#### [SUPPLIED RECORDS]
• • • • • • •
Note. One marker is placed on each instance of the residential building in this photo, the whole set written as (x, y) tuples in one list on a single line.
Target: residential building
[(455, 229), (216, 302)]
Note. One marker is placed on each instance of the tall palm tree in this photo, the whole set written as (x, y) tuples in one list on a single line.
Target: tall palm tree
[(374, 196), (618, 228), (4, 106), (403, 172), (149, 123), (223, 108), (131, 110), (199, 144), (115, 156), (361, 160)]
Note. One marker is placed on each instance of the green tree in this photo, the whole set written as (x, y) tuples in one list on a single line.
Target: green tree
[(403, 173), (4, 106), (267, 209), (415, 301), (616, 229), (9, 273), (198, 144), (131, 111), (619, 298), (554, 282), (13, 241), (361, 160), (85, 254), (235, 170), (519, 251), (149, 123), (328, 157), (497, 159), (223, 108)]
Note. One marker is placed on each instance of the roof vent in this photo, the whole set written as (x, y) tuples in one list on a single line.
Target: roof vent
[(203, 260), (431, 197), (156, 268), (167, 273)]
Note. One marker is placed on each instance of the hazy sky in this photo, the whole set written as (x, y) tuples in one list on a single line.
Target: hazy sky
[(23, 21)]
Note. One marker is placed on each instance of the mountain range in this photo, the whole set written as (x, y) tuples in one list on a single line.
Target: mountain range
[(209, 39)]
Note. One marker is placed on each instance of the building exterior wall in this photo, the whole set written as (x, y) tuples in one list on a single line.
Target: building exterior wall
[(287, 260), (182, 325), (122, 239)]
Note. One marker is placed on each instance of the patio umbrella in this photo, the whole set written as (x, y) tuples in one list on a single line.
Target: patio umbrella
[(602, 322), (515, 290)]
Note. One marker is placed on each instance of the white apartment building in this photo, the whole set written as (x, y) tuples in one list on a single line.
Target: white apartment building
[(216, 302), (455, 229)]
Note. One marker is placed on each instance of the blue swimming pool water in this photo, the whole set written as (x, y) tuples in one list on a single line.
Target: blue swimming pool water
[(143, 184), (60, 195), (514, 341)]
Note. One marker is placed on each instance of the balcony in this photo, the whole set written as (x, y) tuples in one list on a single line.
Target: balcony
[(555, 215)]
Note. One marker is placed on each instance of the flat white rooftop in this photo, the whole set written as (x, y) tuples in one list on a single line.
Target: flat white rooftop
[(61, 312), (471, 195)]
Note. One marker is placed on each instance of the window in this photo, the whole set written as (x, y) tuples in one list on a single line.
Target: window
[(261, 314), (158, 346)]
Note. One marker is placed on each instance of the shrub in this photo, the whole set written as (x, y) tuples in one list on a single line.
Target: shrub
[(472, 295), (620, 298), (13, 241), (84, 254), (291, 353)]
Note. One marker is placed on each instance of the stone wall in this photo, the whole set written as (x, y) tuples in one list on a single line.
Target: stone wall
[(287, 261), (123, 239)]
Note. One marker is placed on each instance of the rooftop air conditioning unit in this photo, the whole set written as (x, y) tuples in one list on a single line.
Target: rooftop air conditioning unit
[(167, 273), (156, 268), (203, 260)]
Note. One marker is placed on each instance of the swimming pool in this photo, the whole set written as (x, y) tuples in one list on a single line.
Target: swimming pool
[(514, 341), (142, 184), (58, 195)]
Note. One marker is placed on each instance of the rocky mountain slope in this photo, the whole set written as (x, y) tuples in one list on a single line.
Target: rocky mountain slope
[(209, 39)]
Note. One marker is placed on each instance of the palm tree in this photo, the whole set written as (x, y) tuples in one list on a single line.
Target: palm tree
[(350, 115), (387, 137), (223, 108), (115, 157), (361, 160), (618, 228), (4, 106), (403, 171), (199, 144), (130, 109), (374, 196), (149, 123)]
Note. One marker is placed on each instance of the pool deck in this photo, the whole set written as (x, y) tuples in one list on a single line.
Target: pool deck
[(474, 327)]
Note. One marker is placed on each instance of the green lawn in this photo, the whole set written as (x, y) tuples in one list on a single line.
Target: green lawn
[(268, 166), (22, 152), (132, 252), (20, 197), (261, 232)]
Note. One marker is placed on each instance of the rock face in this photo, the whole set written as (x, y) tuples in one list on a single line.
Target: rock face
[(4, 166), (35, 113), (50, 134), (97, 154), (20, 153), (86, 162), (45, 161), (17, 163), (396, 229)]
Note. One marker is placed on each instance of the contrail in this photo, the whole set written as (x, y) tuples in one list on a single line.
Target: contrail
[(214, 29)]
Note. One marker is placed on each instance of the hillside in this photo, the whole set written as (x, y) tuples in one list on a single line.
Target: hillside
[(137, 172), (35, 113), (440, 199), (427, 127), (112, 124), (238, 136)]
• • • • • • •
#### [TASK BRIEF]
Copy all of the records above word for word, line by line, with nothing changed.

#### [RESPONSE TO THIS EXERCISE]
Note. One marker is placed on each instance of the residential building in this photo, the whole set written as (x, y) tuples in one list on a single line.
Target: residential building
[(455, 229), (216, 302)]
Note. One marker is placed on each instance of the tall palm tree in this photo, the whole set written as (x, y) tuples in one list on a single line.
Target: tall palm tree
[(374, 196), (618, 228), (4, 106), (403, 172), (149, 123), (223, 108), (131, 110), (199, 144), (115, 156), (361, 160)]
Note. One marker is placed on each instance of the green tree in this photo, the whole set written as (x, y) tuples in one list on a single line.
Target: green tree
[(403, 173), (4, 106), (267, 209), (415, 301), (616, 229), (9, 273), (198, 144), (131, 111), (619, 298), (554, 282), (13, 241), (361, 160), (85, 254), (235, 170), (519, 251), (149, 123), (328, 157), (497, 159), (223, 108)]
Note. One marker is placed on each instance of the roof vent in this photo, the whole set written as (x, y) tuples in one list on a single line.
Target: roof vent
[(203, 260), (431, 197), (156, 268), (167, 273)]
Note. One marker is placed on each instance of the hazy sky in this photo, the whole set written as (x, y) tuples in one list on a single line.
Target: hazy sky
[(23, 21)]
Note. One marker is placed on each instance of the mountain range in this photo, the whole set written as (x, y) tuples in one list on a single line.
Target: mountain range
[(209, 39)]
Note. One marker is placed on each instance of the building exterior wall in this photo, the whole set written as (x, y) tuples in one list on a single line.
Target: building exterior wall
[(287, 260), (182, 325), (122, 239)]
Note. One marker is placed on each instance of the patio umbrella in this photo, the whole set written as (x, y) tuples in one list on a single line.
Target: patio umbrella
[(602, 322), (515, 290)]
Note. One marker is placed on each instance of the white apartment building in this photo, the whole set written as (x, y) tuples in one list on a single line.
Target: white apartment building
[(216, 302), (455, 229)]
Note. One marker is placed on each instance of the blue swimming pool water in this photo, the whole set written as (x, y) tuples in one list on a single line.
Target: blue swimming pool water
[(143, 184), (60, 195), (514, 341)]
Note. One marker is placed on each instance of the balcony in this photo, the whole set written as (x, y) tuples in one list on a single line.
Target: balcony
[(555, 215)]
Note. One marker is placed on each instance of the flat white rooftop in this photo, the whole set written as (x, y) tuples in one list on a single line.
Target: flat white rooftop
[(61, 312), (471, 195)]
Note. One marker is placed on each instance of the window in this photo, the whole set written as (x, y) tuples in one list on a single line.
Target: window
[(261, 314), (158, 346)]
Note. One marker is placed on each instance of the shrub in this photo, the whole set written as (x, y) tuples in one list on a single line.
Target: shrub
[(472, 295), (620, 298), (13, 241), (84, 254), (291, 353)]
Note. One marker is placed on each instance of the stone wall in this photo, the whole set written as (x, y) tuples in one list on a single line.
Target: stone wall
[(287, 261), (123, 239)]
Note. One marker is placed on each instance of the rooftop air conditioning unit in this photo, the whole set written as (x, y) tuples in one list on a single line.
Target: rooftop air conditioning unit
[(167, 273), (156, 268), (203, 260)]
Note. One marker is placed on each instance of the swimming pool in this photo, the whole set written as (x, y) tuples in one list on a single line.
Target: swimming pool
[(514, 341), (142, 184), (58, 195)]
Note. One marker is placed on each instance of the rocky mountain slope in this photo, the whole set written as (x, y) tuples in one list on a single line.
Target: rocky mountain slope
[(209, 39)]
Note. One marker is placed on each instance of the palm tree in this photo, the whole set written as (x, y) tuples in one list on a single line.
Target: palm tree
[(350, 115), (387, 137), (223, 108), (115, 157), (361, 160), (618, 228), (4, 106), (403, 171), (199, 144), (130, 109), (374, 196), (149, 123)]
Note. One marker is placed on each instance of the pool deck in this photo, the whole set written as (x, y) tuples in one list on a single line.
Target: pool deck
[(474, 327)]
Note. One marker is placed on each instance of the green lawn in this photo, the whole set written as (x, y) tuples in one list on a single line.
Target: green lawn
[(268, 166), (22, 152), (132, 252), (20, 197), (261, 232)]
Note. One marker is placed on each instance of the rock face in this photo, the whole set written as (x, y) tuples in one list on a single line.
Target: rock face
[(4, 166), (35, 113), (50, 134), (97, 154), (20, 153), (86, 162), (45, 161), (17, 163), (396, 229)]
Note. One marker is placed on each instance of the contrail in this photo, the whole set written as (x, y) tuples in one list on a single line.
Target: contrail
[(214, 29)]
Note. One marker is placed on each instance of the hillside in this photo, the whole set written as (x, y) tuples in one list on a single line.
Target: hillside
[(137, 172), (35, 113), (440, 199), (427, 127), (112, 124), (238, 136)]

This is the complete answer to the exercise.